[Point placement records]
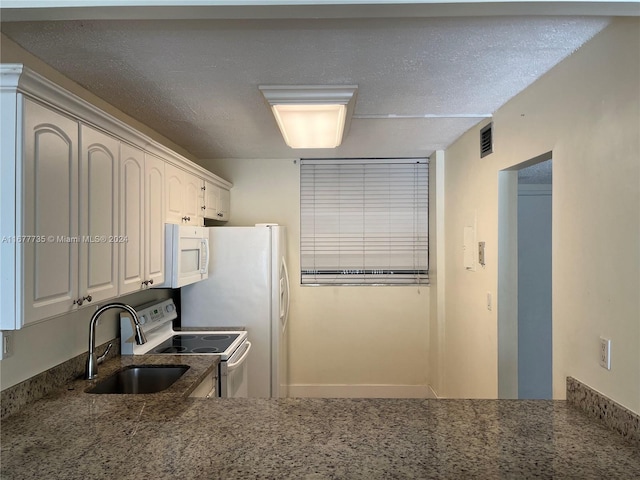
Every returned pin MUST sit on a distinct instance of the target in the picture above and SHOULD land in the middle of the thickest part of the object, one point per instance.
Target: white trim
(359, 391)
(433, 393)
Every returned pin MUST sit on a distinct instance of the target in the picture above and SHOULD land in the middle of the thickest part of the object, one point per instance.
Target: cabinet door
(132, 218)
(193, 200)
(154, 219)
(174, 194)
(50, 175)
(99, 166)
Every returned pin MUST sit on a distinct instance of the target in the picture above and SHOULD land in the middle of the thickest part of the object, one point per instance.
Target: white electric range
(156, 320)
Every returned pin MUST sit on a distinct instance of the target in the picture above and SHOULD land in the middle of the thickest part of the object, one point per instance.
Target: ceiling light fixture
(313, 116)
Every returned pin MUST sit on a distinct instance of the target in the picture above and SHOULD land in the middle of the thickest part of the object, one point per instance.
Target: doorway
(524, 280)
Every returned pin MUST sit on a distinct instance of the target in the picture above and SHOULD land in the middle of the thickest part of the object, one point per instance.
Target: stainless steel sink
(141, 379)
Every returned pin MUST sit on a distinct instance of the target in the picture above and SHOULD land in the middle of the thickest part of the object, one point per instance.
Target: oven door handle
(236, 364)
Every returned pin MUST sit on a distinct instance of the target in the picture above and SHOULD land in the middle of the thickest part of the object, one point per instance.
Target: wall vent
(486, 140)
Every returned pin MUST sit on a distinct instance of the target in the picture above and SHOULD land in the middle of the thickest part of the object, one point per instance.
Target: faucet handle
(101, 358)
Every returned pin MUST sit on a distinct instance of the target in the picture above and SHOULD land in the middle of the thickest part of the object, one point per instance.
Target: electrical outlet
(605, 353)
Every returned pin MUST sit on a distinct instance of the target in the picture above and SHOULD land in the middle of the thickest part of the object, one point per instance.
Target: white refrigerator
(248, 286)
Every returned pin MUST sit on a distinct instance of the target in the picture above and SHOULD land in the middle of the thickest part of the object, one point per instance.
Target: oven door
(233, 373)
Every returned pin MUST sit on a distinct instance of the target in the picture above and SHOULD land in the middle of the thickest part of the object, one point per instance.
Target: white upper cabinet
(82, 208)
(193, 199)
(211, 194)
(174, 194)
(154, 219)
(132, 183)
(98, 203)
(50, 209)
(216, 202)
(141, 220)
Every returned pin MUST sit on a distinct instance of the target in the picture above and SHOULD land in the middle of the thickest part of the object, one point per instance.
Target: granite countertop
(75, 435)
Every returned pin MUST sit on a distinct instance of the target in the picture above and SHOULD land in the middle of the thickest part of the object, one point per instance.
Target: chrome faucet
(92, 361)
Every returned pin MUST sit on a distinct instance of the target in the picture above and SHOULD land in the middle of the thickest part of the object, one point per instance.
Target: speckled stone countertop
(75, 435)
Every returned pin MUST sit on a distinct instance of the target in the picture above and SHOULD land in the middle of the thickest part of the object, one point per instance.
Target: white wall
(586, 111)
(344, 341)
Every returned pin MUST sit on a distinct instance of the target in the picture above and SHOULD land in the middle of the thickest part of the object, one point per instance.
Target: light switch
(481, 253)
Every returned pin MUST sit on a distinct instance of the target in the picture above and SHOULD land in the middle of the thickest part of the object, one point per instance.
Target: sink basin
(141, 379)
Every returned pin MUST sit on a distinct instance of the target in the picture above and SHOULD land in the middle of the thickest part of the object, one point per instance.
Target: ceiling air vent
(486, 140)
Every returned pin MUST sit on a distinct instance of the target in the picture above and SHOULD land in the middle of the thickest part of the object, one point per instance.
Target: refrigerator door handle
(284, 291)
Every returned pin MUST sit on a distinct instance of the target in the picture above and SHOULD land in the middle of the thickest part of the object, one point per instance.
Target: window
(364, 221)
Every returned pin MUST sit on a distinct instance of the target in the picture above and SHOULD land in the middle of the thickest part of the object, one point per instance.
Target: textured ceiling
(196, 81)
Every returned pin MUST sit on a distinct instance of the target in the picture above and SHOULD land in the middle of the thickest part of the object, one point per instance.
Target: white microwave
(186, 255)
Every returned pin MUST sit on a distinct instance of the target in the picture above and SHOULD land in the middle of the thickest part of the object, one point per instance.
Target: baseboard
(359, 391)
(598, 405)
(432, 393)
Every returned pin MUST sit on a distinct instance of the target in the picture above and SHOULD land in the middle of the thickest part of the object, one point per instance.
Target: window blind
(364, 221)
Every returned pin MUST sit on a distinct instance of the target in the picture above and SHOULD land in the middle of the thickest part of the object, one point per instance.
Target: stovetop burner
(187, 343)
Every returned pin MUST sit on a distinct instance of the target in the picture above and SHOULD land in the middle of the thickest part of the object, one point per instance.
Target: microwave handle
(204, 267)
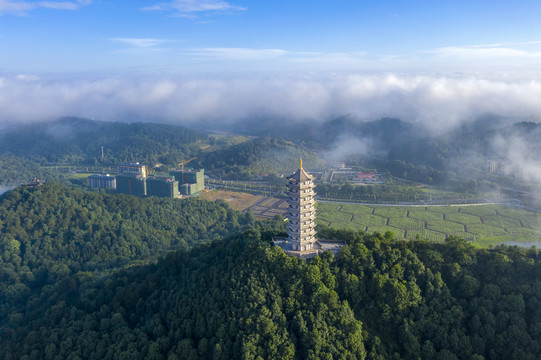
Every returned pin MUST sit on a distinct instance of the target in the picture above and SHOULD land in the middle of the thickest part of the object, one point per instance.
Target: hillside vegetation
(259, 156)
(79, 141)
(52, 233)
(70, 287)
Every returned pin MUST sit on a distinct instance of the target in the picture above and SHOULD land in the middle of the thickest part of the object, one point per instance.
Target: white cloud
(440, 103)
(188, 8)
(140, 42)
(238, 53)
(27, 77)
(22, 8)
(491, 51)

**Task details**
Omit the images and transcribe all of the records above word for word.

**Task result**
Every returned pin MUST sit on a distinct instance of the target in the picture above and SHOULD land in the middle of the thickest part of the object, one point per instance.
Target: white trim
(359, 391)
(433, 393)
Every returned pin MUST sit on a distinct instance of the target in the picture above and SHOULD land in the middle of the thickest part of the object, one point per instance.
Target: cabinet door
(132, 218)
(193, 200)
(154, 219)
(174, 194)
(50, 175)
(99, 166)
Every returned pin MUST sit on a distinct instance of the target in the picture above and SHOULD land in the middle of the thickest part of the object, one point per instance.
Target: white electric range
(156, 320)
Every returned pin MUST sit on a distinct instance of the target in the picture above and SHOULD land in the middle of the thickest part of the object, one point per instance.
Target: ceiling light fixture
(313, 116)
Every returned pin MUST sit on a distinct instance of the target in the picture above and SHOULD land in the middle of the thickest part of the object, one point per instance.
Target: doorway
(524, 280)
Every returned pin MUST sit on a distinct instance of the target in the picture above and SHOULD land in the middle of the thickest part of the object, one point per instance.
Target: stainless steel sink
(141, 379)
Every returned pin MUST sit on a distinct instance of the target in the picture above and SHOULD land in the middle of the thickest part of the object, one point per instance.
Target: oven door handle
(236, 364)
Every returned pin MUST sit on a distinct instance of the target in the picture above and SHOULD land in the middle of the thickest part of the object, one point per instance.
Target: wall vent
(486, 140)
Every returned pin MUST sit on a distinct instance of the target in the picture above and SHOULD land in the middle of the thickest part of the object, one point per instance.
Target: faucet handle
(101, 358)
Every returned pin MUST sit on a distinct instance of the target in the picture above and SHOULD land in the middle of the thickest part of the object, one point per instance.
Target: electrical outlet
(605, 353)
Every returned pin MUST sit on a distinct instance of the target in the picture above and SHOULD land in the middle of the thickest part of the object, one point per instance.
Target: white refrigerator
(248, 286)
Every returned pin MUST sit on a distinct instance of the target in the picture above and SHOULD land in the middle of the thickest part of the object, one point per instance.
Target: oven door
(233, 373)
Every returned pin MUST sit on a distinct instance of the target in the picture above and SHOULD land in the middle of the thickest part of the object, one point per instance.
Target: white upper cabinet
(82, 208)
(193, 199)
(211, 194)
(174, 194)
(154, 219)
(132, 183)
(98, 203)
(50, 209)
(216, 202)
(141, 220)
Every returned pin MUST sit on a distinct instance of the target in the picture above and SHOULD land in the middle of the thickest part of the object, one point per instance.
Target: granite countertop
(75, 435)
Every returned pin MUST sit on a distinct instance of the target in the picture above and SHOULD land in the middle of the thickest part of the object, one point per instance.
Target: chrome faucet
(92, 361)
Every returned pin MUST sit on a distinct instance of the target in the picture above and SHOULD land in the middle of the thickest part of the object, one point per instance.
Target: speckled stone countertop
(75, 435)
Every returned pin MUST sit on a distinct instance of the target in the picture above and SHOULD land in the middle of the thickest part of the object, one point per instance.
Target: white wall
(586, 111)
(344, 341)
Every returned pin MUST sit on a distinct instance of the target in the picture above and SHOULD land in the middle of the thickest part of the object, one point per instance.
Target: light switch
(481, 253)
Every returned pin MUST sit on a distinct instance of the target in the picture above and SHOULD land in the middle of the thickest part of the object, one point per instance.
Target: sink basin
(141, 379)
Every returned pin MUST sit on a distinct instance of the target in the picture above and SHOULD land in the middle of the thickest part of the object, one point per instance.
Target: ceiling air vent
(486, 140)
Every returned pin MUST sit on a distinct instance of the target in the picture above and SHOULD land in the middle of the thickest part of the object, one point per instance.
Target: refrigerator door handle
(284, 291)
Every returned pin MUST sit on a distinct instance of the target in the picture above and SHOULD land in the middle of the thickest part of the object, one point per instance.
Target: window
(364, 221)
Every returned pin MUST sit on a distinct instance of the target in the picture above and SHOULD land in the middle of the thickest part of the object, one point per instance.
Target: textured ceiling
(196, 81)
Every returned pin MUST sit on a distinct instance of the target in the picture above and SHOULD land in the middle of the thickest part of the object, one point per instance.
Target: white microwave
(186, 255)
Every returned pin MUST sit on a distinct instance of the target in the picture above and SHOULD land in the middle of the thickest part of the object, one point per instance.
Target: baseboard
(359, 391)
(598, 405)
(432, 393)
Every returned pin MUST sit on a distinct instance of the target in the picture above and SHOULD land in the middle of the thickest part of the object, one point per instance.
Target: window blind
(364, 221)
Every returned pin MUST sit on a distinct instance of the target in the picture above and SHOULD land in the middle of the thickest part of the object, one point per instance.
Target: stovetop burner
(187, 343)
Every returned pin MUST sit on a distinct instance of the target in the picture above and SHOULD land in the middle of the thickest part of the object, one point per instance.
Target: microwave handle
(204, 267)
Every returned pin MUST sit on a distinct instance of the target in the picture above and SHOULD land in the middle of the thickest part of the object, one point per instance.
Target: hillside vegetation
(259, 156)
(79, 141)
(52, 233)
(70, 287)
Every returned pin MUST sit on a distinct instance of the target in the picture above and SHOULD land in the middle of the thickest part of the object, one point per instance.
Target: white cloud
(440, 103)
(188, 8)
(140, 42)
(238, 53)
(27, 77)
(22, 8)
(491, 51)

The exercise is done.